▶ _Exercise brief_
Pull every line containing "shadow" from the data.

▶ _Material provided_

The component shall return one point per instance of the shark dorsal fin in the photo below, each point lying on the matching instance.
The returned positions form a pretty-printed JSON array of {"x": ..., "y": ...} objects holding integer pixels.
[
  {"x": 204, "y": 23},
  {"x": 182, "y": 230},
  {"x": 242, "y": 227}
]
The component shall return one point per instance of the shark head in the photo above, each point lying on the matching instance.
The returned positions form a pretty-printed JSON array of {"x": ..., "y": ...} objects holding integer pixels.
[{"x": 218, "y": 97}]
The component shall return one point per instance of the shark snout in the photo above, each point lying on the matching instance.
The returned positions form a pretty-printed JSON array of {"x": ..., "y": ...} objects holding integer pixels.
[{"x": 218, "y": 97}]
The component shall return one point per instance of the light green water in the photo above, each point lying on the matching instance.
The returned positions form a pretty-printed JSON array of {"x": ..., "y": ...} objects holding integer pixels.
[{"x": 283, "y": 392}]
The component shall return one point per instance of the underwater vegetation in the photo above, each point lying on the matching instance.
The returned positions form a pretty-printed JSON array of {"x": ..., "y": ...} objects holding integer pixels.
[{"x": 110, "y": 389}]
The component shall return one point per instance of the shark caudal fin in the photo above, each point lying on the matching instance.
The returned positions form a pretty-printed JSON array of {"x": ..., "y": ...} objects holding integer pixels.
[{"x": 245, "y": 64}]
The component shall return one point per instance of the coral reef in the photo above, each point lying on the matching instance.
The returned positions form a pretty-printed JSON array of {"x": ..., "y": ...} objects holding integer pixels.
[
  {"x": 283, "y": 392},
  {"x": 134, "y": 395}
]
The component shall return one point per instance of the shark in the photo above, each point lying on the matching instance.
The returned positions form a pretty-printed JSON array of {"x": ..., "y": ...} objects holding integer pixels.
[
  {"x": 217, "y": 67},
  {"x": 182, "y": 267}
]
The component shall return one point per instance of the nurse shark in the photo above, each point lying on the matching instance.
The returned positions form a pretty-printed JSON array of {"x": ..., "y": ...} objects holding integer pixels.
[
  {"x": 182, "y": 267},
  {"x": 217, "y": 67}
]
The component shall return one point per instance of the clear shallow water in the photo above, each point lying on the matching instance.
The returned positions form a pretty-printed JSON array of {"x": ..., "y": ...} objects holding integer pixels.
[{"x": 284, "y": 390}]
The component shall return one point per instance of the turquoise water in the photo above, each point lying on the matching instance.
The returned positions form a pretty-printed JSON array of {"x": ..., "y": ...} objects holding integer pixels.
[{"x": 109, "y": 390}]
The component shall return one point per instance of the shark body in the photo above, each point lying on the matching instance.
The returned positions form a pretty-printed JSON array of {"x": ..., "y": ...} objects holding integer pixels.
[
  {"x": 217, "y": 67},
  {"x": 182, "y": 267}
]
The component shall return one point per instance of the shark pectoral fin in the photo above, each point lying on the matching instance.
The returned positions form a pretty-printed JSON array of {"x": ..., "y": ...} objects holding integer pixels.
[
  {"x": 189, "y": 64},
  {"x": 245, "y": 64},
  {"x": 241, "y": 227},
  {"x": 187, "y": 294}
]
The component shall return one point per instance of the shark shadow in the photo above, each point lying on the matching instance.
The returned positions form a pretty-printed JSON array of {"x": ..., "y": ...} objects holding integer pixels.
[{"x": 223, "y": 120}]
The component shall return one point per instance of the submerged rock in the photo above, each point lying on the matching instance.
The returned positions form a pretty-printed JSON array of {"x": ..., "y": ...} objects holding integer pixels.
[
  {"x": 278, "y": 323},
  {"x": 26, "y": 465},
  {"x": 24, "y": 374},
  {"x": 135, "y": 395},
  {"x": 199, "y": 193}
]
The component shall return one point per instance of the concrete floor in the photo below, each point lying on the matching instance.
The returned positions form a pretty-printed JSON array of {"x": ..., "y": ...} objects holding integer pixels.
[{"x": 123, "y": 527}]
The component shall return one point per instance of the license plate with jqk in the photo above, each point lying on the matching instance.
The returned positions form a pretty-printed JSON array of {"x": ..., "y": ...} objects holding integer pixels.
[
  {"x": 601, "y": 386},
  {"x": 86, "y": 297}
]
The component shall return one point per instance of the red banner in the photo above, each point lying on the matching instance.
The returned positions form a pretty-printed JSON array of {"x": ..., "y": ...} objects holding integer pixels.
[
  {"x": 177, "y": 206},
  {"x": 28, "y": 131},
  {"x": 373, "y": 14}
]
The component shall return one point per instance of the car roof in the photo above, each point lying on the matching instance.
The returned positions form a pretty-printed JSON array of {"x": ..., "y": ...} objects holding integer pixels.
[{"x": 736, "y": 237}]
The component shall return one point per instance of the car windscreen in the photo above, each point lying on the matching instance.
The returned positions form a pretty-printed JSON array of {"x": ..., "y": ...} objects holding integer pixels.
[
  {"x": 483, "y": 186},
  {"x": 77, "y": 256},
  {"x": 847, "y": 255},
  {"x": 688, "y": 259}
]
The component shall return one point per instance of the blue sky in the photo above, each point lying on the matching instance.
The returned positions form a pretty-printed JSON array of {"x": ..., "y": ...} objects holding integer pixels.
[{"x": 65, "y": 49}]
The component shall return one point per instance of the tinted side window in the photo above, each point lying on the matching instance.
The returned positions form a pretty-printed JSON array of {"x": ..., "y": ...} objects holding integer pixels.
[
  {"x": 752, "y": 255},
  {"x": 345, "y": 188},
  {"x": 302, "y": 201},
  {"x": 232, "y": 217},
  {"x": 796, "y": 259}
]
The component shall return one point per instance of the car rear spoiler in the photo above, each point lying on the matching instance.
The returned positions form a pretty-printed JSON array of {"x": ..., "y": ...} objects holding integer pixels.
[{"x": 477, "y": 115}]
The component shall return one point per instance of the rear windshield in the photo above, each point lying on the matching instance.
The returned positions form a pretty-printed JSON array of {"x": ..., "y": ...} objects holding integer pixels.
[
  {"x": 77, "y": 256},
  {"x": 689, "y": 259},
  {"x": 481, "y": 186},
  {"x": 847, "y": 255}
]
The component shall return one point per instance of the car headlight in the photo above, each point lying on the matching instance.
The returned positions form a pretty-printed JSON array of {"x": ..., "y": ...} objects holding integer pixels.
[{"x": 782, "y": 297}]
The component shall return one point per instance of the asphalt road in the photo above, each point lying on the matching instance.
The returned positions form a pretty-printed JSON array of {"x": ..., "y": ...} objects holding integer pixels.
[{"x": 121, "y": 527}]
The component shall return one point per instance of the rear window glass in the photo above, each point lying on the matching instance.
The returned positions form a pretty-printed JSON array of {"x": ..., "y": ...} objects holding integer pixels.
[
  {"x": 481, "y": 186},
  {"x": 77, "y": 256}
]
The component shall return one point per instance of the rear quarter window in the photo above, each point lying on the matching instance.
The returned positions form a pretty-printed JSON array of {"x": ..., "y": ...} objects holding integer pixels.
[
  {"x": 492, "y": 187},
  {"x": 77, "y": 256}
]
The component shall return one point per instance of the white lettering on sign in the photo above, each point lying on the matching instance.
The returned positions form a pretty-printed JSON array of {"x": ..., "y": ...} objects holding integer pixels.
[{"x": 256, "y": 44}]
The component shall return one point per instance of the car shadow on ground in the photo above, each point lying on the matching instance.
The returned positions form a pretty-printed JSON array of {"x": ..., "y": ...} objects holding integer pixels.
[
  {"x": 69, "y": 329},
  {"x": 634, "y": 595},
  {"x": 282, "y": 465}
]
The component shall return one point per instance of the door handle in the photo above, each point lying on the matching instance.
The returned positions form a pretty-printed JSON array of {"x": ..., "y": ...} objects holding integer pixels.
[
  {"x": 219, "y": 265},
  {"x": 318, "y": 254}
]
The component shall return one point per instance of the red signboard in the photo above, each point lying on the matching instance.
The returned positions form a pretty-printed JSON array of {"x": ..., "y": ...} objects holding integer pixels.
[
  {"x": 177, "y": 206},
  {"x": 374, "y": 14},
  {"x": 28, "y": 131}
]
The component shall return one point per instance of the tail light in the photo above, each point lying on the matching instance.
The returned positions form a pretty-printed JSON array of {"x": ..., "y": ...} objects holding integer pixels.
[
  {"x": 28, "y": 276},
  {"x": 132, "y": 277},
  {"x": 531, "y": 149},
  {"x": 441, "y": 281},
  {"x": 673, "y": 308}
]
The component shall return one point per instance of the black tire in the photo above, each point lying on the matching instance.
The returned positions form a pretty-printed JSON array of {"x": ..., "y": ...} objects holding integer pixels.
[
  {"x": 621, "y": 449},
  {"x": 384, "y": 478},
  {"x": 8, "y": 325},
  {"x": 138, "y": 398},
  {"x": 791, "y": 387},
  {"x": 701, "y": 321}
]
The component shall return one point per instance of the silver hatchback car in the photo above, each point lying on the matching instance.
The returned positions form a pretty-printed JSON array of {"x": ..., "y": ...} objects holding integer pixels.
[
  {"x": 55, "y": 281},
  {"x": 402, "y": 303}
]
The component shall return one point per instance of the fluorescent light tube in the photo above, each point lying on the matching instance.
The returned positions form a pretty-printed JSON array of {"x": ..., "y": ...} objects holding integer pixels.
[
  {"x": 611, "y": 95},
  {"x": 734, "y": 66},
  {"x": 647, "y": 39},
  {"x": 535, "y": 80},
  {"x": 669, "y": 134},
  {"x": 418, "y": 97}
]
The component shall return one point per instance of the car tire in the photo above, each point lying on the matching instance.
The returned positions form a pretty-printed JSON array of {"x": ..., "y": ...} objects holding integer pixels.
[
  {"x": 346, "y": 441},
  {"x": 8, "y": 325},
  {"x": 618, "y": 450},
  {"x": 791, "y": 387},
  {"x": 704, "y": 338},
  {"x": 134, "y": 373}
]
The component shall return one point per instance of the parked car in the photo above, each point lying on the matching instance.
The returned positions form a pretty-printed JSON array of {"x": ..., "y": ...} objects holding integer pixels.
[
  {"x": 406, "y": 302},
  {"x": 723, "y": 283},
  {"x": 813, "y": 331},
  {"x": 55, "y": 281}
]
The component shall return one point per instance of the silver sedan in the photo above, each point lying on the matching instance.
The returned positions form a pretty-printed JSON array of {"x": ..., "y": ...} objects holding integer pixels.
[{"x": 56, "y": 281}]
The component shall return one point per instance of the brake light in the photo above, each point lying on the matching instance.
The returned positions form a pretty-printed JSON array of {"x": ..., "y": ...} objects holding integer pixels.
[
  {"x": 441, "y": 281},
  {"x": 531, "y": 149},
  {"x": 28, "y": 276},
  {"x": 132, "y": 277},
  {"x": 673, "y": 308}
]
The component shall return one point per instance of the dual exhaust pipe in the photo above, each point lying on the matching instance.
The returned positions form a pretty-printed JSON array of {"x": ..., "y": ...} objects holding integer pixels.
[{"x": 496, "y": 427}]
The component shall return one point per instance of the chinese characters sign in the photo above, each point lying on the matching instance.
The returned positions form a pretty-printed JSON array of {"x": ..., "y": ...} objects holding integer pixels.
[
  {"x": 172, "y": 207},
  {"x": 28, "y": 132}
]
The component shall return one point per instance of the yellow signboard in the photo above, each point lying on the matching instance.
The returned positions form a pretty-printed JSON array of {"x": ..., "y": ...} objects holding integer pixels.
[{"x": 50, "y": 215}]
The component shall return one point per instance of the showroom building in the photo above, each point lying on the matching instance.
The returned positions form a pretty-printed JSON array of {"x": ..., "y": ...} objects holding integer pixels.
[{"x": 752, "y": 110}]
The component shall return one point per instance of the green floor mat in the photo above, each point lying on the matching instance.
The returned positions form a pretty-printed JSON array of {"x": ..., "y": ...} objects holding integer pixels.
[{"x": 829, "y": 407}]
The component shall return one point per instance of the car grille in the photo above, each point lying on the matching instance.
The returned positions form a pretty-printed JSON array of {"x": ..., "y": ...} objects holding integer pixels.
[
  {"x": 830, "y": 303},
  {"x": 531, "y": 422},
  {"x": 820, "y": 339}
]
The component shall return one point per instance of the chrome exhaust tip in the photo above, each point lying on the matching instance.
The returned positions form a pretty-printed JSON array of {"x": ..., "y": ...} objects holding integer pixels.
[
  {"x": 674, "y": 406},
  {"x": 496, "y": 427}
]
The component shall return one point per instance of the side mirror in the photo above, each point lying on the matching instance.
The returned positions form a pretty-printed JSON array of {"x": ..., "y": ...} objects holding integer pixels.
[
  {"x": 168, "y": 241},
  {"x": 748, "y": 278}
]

▶ _Your response_
The component shall return one point per instance of the shark shadow in the photo above, each point lying on the matching instance.
The component shall return one point per instance of the car shadow on ground in the photo above, each point lying on the matching instance.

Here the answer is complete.